__Problem statement__
Answer these about the simulation workflow text:
(a) Which setting in config.yaml controls how often frames are saved?
(b) How many representative structures does the Ensemble Analysis stage select?
(c) What does the Ensemble Analysis stage produce as output?

__Reading text__
————————

A zip file containing your prepared structure (PDB format).

Output

Trajectory files, energy-minimized structure, and topology files.

Python 
# Submit simulation job
job_id = client.run_job("my_complex_simulation_input.zip", config_map["simulation"])

# Poll until complete
results, _ = client.poll_job(job_id)
if results['job_status'] == "success":
    client.download_results(job_id)

Key Parameters

Configure these in config.yaml:

  • md_steps — Number of simulation steps
  • integrator_temperature — Simulation temperature (K)
  • md_save_interval — How often frames are saved

Stage 2: Ensemble Analysis

What it does: Analyzes your simulation trajectory using dimensionality reduction (TICA) and clustering (HDBSCAN) to identify distinct conformational states. Automatically selects 20 representative structures that capture the full conformational diversity.
Why this matters: Rather than calculating binding energy on arbitrary frames, this stage ensures your final calculations represent the true ensemble of states your complex samples.

Input

Create from simulation results:

Python 
analysis_zip = create_input_zip(
    "results_<job_id>.zip",  # Your simulation results
    job_id,
    "analysis"
)

Output

Interactive HTML dashboard showing clusters, representative structures, and trajectory metrics.

————————

__Data section__
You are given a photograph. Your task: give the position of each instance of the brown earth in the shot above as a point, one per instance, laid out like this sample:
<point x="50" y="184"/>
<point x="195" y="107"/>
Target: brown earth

————————

__Worked answer__
(a) md_save_interval
(b) 20
(c) An interactive HTML dashboard showing clusters, representative structures, and trajectory metrics.